■ Text for analysis:
******
At this moment in time the ability to edit problematic genomes to cure disease is easier than it’s ever been, and new technologies will soon make it even simpler.

This was the opinion of Ross Wilson, principal investigator at UC Berkeley’s California Institute for Quantitative Biosciences, who spoke at the HIMSS Precision Medicine Summit on Monday (12 June), reports Healthcare IT News.

It is without doubt that there have been some intriguing recent studies made with gene editing technology, but Wilson believes that CRISPR’s “hype eclipses early success stories.” He continued to explain that in ten years from now, “it will come into its own and be safe and effective.”

The process of fixing specific inheritable diseases by accessing the genome and fixing the root cause is clearly far more complex than the “cut and paste” analogies Wilson used to explain advanced precision medicine techniques to non-scientists.

However, he referenced CRISPR-Cas9 as a “readily programmable genome-editing tool” that makes the process more intuitive and usable for researchers and clinicians than ever before.

According to Wilson, there are three main hurdles to overcome:

  • Efficacy: Although cutting out a gene can be done reliably, it’s still not easy or efficient to “paste” the corrected gene.
  • Delivery: Researchers still lack robust and reliable technology for sending genome-editing enzymes to the cells in need of repair.
  • Genetic understanding: Clinicians’ ability to cure disease remains hamstrung by an impressive but still too limited knowledge of the underlying genetic causes.

“The total scope of genome editing will be defined by our genetic understanding,” he added.

There are currently three conceivable approaches to genome-editing, in order of prevalence, explained Wilson: ex vivo, in vivo (systemic), in vivo (targeted).
******
■ Recorded data:
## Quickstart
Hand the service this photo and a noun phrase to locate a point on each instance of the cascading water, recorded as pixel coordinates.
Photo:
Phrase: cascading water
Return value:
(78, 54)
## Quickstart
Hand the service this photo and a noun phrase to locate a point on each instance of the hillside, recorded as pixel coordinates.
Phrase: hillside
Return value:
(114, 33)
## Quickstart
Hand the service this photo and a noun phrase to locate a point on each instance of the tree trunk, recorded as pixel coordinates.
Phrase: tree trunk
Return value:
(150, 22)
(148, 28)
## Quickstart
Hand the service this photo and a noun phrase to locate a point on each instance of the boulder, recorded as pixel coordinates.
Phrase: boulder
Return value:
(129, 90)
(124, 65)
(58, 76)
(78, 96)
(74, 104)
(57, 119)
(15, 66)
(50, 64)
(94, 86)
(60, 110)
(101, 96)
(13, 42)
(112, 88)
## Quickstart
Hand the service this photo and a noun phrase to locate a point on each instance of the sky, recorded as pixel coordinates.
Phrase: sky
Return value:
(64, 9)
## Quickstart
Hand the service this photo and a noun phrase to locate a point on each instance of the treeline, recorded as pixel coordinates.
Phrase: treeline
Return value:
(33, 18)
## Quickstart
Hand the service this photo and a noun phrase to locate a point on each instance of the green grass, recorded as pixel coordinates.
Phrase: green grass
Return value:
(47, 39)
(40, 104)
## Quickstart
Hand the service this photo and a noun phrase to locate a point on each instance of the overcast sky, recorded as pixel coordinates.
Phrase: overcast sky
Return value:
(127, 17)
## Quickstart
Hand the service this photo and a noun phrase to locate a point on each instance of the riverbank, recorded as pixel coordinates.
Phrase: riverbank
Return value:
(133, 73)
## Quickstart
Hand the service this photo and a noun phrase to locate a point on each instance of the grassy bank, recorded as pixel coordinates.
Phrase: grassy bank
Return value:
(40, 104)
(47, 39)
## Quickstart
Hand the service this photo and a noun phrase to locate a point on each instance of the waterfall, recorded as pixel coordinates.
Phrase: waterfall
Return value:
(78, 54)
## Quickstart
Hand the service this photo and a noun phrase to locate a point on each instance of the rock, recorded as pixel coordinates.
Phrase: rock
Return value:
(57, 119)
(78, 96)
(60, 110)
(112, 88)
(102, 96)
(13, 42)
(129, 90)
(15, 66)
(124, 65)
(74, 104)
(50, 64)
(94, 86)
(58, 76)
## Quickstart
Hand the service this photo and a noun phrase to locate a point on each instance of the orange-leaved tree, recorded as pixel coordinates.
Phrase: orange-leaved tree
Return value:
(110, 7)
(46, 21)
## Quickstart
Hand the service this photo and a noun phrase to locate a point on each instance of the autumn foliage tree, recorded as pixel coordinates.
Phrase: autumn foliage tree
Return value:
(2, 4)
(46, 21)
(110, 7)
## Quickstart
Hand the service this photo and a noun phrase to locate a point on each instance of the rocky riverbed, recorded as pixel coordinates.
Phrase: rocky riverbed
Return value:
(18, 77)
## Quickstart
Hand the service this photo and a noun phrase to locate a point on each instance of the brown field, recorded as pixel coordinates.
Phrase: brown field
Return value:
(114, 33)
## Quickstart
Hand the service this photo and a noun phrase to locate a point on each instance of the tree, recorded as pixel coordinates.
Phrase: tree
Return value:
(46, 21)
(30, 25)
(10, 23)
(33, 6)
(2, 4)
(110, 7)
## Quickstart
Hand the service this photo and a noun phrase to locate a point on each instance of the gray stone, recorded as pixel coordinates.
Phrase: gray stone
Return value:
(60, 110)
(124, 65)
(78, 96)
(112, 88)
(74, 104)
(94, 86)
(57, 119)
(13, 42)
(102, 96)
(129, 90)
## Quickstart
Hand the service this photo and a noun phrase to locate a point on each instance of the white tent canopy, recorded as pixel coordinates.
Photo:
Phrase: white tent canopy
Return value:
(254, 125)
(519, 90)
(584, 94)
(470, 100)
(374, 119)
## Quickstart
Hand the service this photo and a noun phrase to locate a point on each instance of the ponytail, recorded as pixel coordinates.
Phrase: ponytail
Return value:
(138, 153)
******
■ Problems and tasks:
1) From the article on genome editing, reproduce the passage between "At this moment" and "it even simpler.", inclusive.
2) Answer these questions using the article on genome editing:
(a) At which institute is Ross Wilson a principal investigator?
(b) At what event did Wilson speak, and on what day?
(c) Which of the three hurdles concerns getting genome-editing enzymes to the cells that need repair?
3) Write the next part of the article on genome editing, continuing from its final sentence.

■ Answer set:
1)
At this moment in time the ability to edit problematic genomes to cure disease is easier than it’s ever been, and new technologies will soon make it even simpler.

2)
(a) UC Berkeley's California Institute for Quantitative Biosciences
(b) The HIMSS Precision Medicine Summit, on Monday (12 June)
(c) Delivery

3)
The “earliest success stories will be ex vivo” – enabling clinicians to snip and edit genomes in a petri dish with a “high-efficiency that will let you do the ‘pasting’ of the effective gene that’s hard to do in the host,” he added.

In vivo delivery is the “holy grail” added Wilson. The challenge that remains is that it’s hard to distribute effectively to the correct areas of the body.

He continued, “I think we’ll be able to see genome editing applied to things that might be a bit more elective, but could have huge impact, since they’re so common.”

Despite this, Wilson stressed that we will have to wait to check how safe effective it would be. One complication for therapeutic genome editing includes the existence of such a dizzying array of genetic diversity.

He stressed how convinced he is that genome sequencing will “come to the forefront” of primary care in the near future, with these techniques more commonly identifying genetic risk factors.

Nevertheless, this brings with it big responsibilities. Clinicians will have to design sequences to minimise off target risks, something that demands whole genome analysis, and an “established gene target will have several validated “flavours” of enzyme, and the appropriate one will be administered based on the patient’s genetic profile.”